» Exercise prompt:
Please list every line of the data below that contains the string "foreground". Case counts.

______________________________

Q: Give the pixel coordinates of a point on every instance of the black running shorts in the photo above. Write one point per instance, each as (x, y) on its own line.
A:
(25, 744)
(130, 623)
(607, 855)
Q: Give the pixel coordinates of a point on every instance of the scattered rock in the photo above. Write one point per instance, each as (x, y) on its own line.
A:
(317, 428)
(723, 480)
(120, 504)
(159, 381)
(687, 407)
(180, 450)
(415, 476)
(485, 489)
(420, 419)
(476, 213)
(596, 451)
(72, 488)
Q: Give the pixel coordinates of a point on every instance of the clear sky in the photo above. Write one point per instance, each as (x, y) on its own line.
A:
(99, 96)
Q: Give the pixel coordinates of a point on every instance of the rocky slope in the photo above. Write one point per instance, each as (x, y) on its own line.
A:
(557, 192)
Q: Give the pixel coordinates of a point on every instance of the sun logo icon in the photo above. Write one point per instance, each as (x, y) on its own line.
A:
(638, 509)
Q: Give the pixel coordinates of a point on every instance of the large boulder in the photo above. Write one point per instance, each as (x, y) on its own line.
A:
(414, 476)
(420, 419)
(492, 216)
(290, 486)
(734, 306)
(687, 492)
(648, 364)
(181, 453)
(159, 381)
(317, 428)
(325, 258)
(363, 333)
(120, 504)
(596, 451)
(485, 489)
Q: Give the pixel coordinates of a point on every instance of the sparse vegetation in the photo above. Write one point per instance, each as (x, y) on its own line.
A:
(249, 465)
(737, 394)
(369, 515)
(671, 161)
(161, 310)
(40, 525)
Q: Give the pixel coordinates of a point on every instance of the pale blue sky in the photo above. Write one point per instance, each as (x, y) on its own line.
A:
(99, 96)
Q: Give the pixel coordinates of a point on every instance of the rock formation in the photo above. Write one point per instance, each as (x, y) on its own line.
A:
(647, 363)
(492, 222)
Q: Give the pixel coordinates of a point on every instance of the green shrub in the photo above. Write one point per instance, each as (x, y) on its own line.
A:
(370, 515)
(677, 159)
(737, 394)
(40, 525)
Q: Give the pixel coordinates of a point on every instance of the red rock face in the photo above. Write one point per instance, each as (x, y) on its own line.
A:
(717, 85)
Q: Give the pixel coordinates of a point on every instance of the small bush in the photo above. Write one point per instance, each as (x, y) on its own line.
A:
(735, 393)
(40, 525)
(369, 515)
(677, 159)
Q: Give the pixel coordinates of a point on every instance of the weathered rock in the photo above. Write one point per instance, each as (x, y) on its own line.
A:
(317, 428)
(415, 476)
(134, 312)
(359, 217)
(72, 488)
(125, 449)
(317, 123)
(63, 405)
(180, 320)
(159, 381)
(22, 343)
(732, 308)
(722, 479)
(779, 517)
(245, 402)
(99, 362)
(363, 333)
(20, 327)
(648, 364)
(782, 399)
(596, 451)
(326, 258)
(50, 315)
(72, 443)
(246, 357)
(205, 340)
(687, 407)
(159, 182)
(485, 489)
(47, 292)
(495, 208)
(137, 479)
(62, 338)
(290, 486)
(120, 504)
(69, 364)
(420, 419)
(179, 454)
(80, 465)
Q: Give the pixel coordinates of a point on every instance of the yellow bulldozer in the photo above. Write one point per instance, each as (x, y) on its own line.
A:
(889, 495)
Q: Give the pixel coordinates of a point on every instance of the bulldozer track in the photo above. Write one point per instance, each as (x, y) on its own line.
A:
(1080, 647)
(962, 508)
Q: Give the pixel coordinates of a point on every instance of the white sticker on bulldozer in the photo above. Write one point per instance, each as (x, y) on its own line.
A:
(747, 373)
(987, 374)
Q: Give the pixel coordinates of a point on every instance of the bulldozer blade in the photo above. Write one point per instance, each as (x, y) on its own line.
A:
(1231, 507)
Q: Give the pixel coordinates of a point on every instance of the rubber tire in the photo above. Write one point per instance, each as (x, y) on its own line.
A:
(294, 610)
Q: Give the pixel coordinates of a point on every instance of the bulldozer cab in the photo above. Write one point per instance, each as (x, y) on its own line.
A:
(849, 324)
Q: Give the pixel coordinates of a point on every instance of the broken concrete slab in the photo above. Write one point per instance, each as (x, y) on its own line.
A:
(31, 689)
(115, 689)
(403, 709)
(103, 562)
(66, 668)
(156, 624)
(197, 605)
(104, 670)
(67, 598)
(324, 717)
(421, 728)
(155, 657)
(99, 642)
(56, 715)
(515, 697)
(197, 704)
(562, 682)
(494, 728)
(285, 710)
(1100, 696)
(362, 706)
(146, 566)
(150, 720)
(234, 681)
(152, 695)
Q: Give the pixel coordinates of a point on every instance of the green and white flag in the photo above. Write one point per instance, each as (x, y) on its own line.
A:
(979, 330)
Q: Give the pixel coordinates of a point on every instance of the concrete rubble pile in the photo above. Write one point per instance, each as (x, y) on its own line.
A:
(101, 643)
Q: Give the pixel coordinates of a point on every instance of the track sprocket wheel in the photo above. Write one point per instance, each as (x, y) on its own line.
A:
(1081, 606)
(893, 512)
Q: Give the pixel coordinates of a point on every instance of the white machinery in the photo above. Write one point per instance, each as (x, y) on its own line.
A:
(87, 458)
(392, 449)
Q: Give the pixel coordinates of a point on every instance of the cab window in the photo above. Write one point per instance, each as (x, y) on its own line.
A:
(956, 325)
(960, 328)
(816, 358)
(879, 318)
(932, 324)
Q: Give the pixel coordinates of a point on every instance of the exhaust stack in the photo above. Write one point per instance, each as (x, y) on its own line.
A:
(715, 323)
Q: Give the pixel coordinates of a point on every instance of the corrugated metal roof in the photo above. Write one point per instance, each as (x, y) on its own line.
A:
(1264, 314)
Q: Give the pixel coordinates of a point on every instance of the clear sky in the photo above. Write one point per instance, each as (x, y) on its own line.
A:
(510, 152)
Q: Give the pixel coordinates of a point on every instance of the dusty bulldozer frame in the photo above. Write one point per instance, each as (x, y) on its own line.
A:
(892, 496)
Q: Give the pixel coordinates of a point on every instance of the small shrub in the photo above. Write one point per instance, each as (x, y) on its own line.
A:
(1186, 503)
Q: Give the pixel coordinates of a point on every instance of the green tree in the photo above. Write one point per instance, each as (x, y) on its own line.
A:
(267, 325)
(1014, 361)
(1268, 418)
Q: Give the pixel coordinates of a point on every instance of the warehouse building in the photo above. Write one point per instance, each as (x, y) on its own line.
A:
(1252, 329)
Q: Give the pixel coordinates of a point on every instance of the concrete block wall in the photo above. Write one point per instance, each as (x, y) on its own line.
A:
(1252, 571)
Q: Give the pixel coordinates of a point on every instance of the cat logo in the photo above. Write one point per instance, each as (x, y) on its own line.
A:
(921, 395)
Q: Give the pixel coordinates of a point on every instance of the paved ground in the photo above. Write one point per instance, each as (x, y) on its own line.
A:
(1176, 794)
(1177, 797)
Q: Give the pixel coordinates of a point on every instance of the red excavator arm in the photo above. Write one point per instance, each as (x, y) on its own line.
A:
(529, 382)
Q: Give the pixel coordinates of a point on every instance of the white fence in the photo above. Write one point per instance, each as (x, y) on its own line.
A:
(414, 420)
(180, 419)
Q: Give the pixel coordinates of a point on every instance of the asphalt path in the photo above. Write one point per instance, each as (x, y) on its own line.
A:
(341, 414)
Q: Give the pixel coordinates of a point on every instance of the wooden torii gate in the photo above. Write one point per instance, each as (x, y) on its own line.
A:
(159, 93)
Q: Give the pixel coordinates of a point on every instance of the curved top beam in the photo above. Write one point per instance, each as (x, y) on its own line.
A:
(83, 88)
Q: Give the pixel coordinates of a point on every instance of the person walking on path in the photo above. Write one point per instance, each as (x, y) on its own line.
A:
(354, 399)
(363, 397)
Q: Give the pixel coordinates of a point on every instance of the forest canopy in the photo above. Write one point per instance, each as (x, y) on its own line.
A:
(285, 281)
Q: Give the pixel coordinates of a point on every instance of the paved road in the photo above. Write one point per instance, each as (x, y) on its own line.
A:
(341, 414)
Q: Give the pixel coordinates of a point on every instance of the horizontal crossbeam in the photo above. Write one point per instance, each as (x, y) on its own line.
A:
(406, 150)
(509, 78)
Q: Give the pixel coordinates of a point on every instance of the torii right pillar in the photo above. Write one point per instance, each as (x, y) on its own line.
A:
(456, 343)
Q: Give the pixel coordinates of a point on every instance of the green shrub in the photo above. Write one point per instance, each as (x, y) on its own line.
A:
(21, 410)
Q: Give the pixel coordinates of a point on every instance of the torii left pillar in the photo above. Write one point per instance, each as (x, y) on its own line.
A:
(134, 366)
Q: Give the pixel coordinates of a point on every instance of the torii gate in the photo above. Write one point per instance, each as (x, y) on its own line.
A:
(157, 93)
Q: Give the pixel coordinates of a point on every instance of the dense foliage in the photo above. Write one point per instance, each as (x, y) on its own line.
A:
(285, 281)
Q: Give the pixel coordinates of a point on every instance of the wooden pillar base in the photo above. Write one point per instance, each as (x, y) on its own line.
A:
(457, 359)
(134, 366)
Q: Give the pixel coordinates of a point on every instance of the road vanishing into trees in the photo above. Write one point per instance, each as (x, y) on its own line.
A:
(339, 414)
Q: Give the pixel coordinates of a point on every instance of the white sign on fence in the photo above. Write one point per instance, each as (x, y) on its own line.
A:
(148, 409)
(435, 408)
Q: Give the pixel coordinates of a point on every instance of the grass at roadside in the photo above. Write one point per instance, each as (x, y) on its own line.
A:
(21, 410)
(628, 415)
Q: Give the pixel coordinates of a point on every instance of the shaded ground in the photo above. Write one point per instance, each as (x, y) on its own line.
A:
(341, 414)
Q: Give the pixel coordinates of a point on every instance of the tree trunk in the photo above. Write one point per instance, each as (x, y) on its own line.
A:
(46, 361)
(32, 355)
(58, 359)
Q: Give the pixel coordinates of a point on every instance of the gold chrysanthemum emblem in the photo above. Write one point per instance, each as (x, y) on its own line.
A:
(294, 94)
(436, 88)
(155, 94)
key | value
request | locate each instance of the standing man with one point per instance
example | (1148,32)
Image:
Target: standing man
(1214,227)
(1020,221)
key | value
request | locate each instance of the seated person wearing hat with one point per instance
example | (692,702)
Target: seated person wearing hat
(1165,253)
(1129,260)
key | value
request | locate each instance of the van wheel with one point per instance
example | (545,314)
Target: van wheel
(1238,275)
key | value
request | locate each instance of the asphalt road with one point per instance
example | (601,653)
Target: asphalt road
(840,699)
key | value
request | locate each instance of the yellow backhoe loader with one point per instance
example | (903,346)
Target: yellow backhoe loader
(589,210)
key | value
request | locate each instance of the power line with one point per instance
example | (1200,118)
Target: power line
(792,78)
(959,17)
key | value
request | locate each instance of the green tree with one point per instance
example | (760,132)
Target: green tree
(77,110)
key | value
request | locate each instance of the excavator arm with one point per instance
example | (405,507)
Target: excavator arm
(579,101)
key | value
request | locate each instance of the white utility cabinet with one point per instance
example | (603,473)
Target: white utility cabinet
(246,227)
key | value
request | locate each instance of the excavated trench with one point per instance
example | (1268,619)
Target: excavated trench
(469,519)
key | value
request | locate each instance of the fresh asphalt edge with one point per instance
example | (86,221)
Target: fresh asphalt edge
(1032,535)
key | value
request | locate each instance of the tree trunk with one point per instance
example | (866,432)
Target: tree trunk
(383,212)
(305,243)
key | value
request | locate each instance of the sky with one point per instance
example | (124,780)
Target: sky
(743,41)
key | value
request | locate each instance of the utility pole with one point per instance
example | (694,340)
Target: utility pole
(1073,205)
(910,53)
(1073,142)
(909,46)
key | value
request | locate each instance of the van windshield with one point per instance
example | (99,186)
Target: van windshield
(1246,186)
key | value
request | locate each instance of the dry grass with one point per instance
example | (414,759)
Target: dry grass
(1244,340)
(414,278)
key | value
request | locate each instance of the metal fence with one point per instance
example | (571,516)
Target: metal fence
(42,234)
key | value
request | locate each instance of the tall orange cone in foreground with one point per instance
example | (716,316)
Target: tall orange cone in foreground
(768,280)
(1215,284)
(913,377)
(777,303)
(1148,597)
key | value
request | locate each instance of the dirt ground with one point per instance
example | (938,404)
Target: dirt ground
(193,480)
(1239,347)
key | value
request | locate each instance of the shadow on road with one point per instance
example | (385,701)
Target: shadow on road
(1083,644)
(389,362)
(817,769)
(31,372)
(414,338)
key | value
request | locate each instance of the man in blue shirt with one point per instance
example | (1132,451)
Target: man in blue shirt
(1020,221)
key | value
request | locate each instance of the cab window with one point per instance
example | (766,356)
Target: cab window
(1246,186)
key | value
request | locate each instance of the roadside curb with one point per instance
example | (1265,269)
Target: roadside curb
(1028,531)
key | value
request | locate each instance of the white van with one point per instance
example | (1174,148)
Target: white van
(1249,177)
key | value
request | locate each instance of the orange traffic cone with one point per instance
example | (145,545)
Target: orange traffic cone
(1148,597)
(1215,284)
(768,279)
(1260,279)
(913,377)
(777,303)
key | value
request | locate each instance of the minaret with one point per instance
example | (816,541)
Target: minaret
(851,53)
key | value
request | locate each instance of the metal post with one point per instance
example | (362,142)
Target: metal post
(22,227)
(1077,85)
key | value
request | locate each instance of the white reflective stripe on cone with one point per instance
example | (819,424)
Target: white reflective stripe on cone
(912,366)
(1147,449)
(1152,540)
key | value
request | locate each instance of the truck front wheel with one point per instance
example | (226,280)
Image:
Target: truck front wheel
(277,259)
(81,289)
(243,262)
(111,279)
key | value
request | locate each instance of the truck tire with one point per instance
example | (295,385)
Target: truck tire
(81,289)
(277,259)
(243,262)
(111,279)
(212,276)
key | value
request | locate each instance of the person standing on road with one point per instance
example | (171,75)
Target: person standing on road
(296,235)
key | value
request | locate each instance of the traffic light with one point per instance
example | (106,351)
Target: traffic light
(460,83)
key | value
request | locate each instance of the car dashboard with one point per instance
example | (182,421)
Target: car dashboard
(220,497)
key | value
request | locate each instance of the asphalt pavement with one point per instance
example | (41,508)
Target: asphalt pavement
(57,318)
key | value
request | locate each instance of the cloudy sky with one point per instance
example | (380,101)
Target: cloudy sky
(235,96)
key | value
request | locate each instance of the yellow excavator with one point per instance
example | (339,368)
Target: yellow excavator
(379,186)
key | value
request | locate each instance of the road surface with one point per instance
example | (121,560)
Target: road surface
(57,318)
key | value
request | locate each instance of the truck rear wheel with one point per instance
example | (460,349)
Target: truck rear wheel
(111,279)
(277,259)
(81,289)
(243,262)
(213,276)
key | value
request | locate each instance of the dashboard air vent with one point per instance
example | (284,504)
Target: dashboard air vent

______________________________

» Expected answer:
request | locate each instance of the tall orange cone in foreground with one point per instance
Target: tall orange cone in foreground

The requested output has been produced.